Work required>
Return, word for word, every line that follows.

* * * * *

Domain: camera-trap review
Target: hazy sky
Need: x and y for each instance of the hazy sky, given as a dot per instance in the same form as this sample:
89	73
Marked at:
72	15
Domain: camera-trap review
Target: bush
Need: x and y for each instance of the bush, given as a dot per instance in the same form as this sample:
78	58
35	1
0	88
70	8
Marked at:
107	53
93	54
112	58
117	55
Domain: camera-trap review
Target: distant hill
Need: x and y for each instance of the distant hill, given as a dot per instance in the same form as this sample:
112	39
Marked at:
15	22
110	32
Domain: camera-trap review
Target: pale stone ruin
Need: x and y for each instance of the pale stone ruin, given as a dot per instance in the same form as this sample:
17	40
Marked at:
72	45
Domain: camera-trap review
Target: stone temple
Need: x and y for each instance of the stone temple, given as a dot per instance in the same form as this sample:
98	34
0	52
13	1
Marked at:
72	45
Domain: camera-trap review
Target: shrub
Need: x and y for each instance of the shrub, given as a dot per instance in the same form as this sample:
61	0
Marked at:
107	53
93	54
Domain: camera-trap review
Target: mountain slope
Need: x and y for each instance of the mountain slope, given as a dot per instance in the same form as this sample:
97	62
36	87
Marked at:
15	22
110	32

* * * * *

Written response>
Domain: camera-trap review
Target: hazy sky
Need: x and y for each instance of the hazy sky, given as a dot per instance in the same form as this sample:
89	73
Marked at:
72	15
Domain: camera-trap review
Target: bush
Need: x and y for each instance of the bush, given as a dot per instance in the same form as this sample:
78	58
35	1
0	88
70	8
Marked at:
107	53
93	54
112	58
117	55
Domain: camera-trap review
Target: distant hill
Need: x and y for each instance of the distant hill, given as a dot per instance in the same form as this sample:
112	39
Marked at:
15	22
110	32
Domain: camera-trap review
Target: pale stone ruin
Need: x and y for each instance of the pale stone ruin, given as a dot per instance in the same form as this sample:
17	40
Marked at:
72	45
Domain: camera-trap review
Target: stone temple
Need: x and y for each instance of the stone temple, given as a dot per instance in the same form as this sample:
98	34
0	52
13	1
Marked at:
72	45
Domain: camera-trap review
Target: shrub
Need: x and y for each instance of the shrub, given as a dot per instance in the same form as this sample:
61	0
Marked at:
107	53
93	54
Domain: camera-trap review
Target: mountain slope
Need: x and y for each instance of the mountain slope, given as a dot per instance in the same form as this sample:
97	62
36	87
Marked at:
15	22
110	32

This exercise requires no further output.